** Opening Data for the task block **

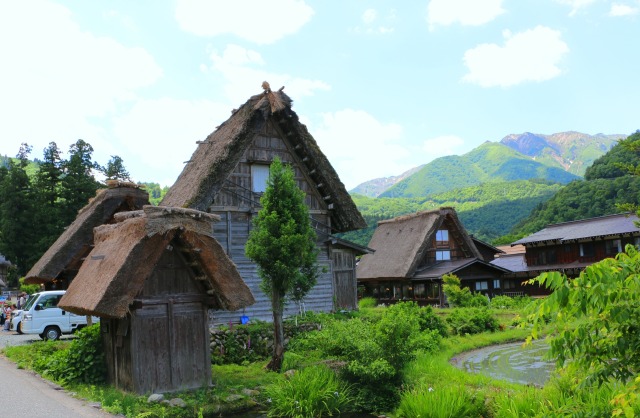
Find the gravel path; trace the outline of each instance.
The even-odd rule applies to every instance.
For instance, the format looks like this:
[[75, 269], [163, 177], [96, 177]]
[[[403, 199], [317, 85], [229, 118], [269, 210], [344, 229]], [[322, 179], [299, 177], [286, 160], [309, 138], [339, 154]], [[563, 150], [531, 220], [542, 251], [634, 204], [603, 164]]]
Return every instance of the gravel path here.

** Closing Data for the task block **
** Opening Data for the task block **

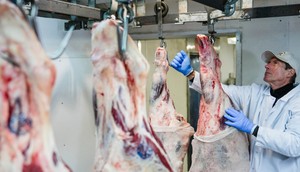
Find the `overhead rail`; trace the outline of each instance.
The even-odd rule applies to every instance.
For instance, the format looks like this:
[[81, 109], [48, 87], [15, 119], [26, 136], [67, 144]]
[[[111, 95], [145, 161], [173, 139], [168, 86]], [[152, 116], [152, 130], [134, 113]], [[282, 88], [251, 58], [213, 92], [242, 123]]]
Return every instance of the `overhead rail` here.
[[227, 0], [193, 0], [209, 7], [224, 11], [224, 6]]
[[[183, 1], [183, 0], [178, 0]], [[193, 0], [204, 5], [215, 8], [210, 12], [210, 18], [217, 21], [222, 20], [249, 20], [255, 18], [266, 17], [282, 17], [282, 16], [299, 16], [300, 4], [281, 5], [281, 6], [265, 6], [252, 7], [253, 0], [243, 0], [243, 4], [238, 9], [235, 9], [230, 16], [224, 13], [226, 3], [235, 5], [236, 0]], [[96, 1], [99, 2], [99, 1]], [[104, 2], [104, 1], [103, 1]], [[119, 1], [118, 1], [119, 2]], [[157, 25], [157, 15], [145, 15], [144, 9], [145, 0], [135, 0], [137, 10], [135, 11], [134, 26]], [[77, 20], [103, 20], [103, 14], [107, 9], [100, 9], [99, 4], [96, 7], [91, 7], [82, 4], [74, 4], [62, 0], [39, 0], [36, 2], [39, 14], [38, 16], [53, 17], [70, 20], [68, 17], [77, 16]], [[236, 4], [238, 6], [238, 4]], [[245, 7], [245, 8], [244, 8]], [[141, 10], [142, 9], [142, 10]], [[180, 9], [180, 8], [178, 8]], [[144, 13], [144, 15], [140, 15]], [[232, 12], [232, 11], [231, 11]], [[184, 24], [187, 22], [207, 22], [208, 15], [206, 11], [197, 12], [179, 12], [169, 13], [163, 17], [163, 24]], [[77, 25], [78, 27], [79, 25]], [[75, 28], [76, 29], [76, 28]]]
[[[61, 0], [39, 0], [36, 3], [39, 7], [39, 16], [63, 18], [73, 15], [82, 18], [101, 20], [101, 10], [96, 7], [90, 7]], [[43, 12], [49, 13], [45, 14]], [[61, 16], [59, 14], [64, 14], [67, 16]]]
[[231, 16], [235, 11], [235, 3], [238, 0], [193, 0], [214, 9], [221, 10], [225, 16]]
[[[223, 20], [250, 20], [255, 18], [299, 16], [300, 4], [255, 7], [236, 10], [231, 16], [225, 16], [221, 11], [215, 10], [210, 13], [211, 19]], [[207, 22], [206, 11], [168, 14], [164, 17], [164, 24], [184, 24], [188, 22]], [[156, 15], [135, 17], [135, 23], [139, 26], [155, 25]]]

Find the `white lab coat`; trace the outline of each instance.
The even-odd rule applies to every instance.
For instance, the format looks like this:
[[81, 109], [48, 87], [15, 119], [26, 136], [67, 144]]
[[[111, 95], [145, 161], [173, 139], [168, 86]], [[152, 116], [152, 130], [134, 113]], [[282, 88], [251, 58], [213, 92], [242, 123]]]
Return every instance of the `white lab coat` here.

** Closing Data for the task block **

Activity
Above are the records; report each line in them that includes the word "Find".

Result
Find the gravel path; trace the outline of each instance.
Find the `overhead rail`; trace the outline of each instance.
Find the `white lab coat`; trace the outline of each instance.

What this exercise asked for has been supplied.